(Named-object pointing rows)

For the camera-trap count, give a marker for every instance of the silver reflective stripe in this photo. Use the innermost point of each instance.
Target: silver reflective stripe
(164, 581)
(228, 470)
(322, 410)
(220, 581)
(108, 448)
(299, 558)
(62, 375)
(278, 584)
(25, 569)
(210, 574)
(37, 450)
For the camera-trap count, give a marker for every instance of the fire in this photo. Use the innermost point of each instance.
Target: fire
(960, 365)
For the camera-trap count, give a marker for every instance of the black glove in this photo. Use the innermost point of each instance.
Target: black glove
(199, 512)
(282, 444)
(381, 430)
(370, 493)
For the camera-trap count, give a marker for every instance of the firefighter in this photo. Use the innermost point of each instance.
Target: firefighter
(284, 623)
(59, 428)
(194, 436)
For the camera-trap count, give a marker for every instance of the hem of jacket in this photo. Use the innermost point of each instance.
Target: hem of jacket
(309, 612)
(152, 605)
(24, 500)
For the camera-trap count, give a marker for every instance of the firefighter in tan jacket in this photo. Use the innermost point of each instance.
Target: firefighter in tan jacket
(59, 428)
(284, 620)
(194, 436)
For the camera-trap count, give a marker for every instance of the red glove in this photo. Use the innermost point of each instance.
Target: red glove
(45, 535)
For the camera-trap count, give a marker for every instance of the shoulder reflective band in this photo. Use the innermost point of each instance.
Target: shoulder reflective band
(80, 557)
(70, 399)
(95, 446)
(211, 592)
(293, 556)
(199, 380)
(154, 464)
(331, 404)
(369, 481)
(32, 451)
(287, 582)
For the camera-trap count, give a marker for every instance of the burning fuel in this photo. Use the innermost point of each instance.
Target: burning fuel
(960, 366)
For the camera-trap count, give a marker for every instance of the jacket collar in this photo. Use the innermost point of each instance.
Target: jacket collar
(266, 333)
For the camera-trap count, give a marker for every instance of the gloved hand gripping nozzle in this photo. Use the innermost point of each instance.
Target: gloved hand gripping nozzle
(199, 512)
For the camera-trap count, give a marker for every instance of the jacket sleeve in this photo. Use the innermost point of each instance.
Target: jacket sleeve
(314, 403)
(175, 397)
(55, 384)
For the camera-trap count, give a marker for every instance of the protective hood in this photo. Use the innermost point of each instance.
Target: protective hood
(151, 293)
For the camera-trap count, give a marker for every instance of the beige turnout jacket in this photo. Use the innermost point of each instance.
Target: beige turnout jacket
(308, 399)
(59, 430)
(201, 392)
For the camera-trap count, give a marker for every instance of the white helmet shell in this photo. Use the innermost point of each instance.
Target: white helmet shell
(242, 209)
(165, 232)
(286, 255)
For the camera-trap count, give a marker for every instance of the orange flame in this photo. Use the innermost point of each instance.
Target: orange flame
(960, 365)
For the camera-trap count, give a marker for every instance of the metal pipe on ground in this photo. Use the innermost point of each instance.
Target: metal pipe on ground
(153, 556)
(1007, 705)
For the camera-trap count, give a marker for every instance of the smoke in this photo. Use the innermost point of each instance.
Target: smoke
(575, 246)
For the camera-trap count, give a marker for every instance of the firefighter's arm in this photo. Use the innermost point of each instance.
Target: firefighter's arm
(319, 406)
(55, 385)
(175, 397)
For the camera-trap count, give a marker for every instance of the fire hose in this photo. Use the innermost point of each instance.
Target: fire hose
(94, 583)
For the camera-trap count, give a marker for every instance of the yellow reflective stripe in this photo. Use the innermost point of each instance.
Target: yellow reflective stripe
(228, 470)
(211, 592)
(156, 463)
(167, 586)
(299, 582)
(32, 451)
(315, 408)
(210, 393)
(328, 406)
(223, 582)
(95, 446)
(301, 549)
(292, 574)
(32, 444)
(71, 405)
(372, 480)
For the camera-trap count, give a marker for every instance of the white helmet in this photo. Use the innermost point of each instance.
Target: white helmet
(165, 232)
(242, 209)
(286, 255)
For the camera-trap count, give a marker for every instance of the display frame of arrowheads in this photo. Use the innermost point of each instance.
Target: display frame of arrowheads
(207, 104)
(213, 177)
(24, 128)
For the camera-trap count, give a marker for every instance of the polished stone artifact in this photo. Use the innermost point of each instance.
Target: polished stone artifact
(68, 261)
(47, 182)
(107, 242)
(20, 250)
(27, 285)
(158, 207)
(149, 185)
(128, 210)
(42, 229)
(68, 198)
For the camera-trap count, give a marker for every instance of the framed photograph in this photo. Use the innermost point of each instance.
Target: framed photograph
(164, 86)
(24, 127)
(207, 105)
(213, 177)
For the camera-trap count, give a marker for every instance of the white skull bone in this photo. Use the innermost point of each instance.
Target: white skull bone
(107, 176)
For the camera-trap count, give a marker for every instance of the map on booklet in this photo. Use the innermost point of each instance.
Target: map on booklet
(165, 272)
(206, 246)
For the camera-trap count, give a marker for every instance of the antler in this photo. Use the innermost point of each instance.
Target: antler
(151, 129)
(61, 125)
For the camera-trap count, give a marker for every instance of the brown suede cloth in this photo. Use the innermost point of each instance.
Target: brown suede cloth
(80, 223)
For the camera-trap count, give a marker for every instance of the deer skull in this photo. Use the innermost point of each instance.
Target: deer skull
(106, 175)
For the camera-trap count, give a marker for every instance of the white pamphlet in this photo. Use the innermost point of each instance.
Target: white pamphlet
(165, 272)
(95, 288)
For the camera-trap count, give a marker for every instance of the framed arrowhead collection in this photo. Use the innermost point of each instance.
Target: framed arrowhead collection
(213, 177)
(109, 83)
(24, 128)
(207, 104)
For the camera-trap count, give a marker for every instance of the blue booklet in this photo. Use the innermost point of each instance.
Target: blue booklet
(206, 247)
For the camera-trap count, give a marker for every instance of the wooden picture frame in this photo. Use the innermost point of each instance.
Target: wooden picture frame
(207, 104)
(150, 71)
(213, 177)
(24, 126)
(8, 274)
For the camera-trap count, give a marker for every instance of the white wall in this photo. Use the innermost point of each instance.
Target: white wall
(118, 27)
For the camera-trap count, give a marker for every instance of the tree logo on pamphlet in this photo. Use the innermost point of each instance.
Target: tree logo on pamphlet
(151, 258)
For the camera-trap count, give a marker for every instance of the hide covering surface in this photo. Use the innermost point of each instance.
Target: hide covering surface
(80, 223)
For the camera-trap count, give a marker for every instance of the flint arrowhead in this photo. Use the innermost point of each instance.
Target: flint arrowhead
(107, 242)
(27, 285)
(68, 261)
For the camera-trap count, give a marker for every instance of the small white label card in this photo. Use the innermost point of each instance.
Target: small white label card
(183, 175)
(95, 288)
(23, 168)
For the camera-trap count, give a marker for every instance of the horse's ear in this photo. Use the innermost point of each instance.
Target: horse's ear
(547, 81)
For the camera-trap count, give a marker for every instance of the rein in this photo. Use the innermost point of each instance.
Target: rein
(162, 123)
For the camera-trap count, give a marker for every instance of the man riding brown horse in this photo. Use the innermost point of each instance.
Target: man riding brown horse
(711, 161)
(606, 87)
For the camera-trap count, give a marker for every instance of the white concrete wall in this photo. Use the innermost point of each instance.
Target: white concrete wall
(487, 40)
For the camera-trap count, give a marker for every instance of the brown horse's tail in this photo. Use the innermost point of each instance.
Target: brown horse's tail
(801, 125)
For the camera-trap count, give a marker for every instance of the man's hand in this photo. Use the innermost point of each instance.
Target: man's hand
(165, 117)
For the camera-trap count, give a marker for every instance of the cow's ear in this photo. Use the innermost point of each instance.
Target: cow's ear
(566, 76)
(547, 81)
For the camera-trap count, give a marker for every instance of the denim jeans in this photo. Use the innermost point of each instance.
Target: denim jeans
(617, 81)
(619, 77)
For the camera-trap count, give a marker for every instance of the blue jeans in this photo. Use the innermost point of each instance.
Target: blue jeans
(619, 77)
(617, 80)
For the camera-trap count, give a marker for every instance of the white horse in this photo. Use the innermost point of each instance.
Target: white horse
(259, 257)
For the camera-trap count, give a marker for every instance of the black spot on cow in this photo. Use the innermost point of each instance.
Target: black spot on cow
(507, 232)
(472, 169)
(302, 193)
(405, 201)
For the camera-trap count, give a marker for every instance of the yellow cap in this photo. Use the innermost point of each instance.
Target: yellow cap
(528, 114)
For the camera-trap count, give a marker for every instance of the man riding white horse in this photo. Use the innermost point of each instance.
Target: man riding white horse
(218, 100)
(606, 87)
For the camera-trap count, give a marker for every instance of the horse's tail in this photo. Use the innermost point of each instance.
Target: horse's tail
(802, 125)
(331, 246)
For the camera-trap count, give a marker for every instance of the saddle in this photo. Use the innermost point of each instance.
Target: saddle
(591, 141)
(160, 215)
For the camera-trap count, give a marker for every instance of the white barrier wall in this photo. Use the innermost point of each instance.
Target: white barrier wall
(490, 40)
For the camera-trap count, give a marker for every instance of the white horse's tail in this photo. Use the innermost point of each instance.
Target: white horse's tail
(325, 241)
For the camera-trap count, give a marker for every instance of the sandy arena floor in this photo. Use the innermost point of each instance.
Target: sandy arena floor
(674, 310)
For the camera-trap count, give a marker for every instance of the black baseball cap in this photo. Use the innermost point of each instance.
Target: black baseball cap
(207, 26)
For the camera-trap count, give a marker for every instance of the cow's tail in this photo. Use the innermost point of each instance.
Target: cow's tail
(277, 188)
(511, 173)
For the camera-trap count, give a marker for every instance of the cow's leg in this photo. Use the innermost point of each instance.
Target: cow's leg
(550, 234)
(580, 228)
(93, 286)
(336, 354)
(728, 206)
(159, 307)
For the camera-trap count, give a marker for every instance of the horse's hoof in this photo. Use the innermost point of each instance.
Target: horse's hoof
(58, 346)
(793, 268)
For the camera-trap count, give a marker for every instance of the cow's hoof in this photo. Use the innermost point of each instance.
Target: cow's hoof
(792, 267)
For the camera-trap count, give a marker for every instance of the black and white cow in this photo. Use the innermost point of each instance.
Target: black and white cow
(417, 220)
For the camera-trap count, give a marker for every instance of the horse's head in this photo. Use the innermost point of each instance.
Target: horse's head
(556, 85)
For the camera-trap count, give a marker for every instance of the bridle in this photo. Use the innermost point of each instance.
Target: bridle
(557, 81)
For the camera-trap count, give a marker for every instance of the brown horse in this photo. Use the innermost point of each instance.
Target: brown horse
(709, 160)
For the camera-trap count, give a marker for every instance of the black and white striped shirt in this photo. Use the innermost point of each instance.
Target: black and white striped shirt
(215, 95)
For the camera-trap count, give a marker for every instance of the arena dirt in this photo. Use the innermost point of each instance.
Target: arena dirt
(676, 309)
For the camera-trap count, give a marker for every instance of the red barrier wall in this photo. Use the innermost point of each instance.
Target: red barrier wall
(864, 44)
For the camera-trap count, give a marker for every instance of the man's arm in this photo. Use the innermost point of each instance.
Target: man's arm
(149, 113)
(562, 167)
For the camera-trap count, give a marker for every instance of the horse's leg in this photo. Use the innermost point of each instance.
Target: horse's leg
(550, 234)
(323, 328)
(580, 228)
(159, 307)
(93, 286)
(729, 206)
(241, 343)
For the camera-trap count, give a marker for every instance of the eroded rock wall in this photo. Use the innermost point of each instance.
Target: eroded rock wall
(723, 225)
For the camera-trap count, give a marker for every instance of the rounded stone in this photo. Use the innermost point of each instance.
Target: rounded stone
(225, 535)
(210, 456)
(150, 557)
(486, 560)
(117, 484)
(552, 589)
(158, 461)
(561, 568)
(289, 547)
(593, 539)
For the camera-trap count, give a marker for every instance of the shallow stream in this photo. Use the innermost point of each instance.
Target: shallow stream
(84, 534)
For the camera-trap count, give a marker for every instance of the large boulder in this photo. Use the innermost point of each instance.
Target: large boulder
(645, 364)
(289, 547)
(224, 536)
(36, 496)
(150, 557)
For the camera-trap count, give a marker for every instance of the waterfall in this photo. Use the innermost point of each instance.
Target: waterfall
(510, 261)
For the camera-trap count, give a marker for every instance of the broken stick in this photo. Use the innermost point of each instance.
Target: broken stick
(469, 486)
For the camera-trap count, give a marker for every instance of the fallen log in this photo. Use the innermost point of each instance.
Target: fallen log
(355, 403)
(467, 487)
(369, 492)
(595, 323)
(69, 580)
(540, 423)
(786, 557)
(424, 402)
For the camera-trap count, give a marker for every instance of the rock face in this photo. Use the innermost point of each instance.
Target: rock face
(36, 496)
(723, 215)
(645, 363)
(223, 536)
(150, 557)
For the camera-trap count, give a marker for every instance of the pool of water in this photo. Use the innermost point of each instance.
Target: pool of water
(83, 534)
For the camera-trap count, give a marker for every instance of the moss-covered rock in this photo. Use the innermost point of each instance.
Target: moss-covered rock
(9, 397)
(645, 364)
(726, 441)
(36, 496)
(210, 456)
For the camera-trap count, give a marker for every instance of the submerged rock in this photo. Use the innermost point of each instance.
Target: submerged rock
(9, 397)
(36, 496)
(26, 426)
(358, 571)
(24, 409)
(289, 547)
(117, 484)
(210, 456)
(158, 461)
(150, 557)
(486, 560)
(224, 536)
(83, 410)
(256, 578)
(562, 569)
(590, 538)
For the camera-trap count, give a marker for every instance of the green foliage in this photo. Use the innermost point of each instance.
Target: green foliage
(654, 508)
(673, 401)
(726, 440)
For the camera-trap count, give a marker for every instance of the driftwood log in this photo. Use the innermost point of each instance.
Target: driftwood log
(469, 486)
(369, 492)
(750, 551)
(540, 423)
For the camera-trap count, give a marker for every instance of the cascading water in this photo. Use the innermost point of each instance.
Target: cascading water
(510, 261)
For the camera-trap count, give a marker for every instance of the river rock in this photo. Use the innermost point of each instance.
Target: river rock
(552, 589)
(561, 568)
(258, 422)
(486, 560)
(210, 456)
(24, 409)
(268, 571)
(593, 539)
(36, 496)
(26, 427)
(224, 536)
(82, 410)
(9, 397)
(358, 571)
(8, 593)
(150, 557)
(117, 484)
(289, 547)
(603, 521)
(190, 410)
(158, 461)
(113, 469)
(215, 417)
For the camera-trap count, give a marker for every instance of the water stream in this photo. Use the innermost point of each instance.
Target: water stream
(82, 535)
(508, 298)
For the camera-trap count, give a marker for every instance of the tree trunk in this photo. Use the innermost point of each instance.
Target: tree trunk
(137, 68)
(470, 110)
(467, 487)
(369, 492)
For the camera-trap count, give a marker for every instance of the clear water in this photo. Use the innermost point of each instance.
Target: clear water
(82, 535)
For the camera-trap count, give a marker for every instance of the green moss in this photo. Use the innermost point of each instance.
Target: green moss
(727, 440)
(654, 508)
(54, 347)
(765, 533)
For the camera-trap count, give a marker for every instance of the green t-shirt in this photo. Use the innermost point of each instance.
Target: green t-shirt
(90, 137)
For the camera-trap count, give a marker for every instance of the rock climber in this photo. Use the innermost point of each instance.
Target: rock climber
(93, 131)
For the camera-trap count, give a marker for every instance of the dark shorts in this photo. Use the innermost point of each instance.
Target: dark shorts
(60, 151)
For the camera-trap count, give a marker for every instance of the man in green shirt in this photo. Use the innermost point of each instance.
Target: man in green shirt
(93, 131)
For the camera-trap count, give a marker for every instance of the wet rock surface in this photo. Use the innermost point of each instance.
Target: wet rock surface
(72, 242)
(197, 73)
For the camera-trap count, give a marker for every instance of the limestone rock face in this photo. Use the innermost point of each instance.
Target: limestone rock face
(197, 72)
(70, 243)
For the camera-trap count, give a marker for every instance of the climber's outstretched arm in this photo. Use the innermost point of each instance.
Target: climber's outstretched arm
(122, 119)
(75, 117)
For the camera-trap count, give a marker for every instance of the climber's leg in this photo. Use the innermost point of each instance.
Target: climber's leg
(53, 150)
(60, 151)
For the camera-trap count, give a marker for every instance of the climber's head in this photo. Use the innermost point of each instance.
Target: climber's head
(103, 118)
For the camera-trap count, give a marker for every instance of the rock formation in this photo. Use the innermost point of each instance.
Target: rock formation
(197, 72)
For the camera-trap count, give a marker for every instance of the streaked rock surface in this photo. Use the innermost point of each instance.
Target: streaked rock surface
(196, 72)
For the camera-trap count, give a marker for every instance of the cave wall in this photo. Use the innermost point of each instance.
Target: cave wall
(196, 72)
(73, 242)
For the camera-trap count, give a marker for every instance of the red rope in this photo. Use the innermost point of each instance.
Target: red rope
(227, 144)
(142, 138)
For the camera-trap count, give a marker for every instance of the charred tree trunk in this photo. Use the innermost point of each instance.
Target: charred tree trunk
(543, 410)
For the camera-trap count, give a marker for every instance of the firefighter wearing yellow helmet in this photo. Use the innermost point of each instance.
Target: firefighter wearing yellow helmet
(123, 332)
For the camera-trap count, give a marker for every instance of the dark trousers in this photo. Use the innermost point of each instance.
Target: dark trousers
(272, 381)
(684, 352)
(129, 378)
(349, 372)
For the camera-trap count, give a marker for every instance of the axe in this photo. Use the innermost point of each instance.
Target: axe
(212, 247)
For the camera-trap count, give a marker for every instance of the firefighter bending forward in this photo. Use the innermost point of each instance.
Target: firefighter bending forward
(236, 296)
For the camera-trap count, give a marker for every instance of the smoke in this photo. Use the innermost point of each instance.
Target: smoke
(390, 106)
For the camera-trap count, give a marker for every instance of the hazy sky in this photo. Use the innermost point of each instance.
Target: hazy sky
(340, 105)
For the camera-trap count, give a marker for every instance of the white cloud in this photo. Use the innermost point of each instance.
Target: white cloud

§ Task requirements
Could you edit the rows from the line with "the white cloud" through the end of the rows, changing "white cloud" to "gray cloud" and leaving everything else as it is?

§ In response
For the camera-trap count, give a marker for every instance of the gray cloud in this photo. Use the innermost point of each instance.
Target: gray cloud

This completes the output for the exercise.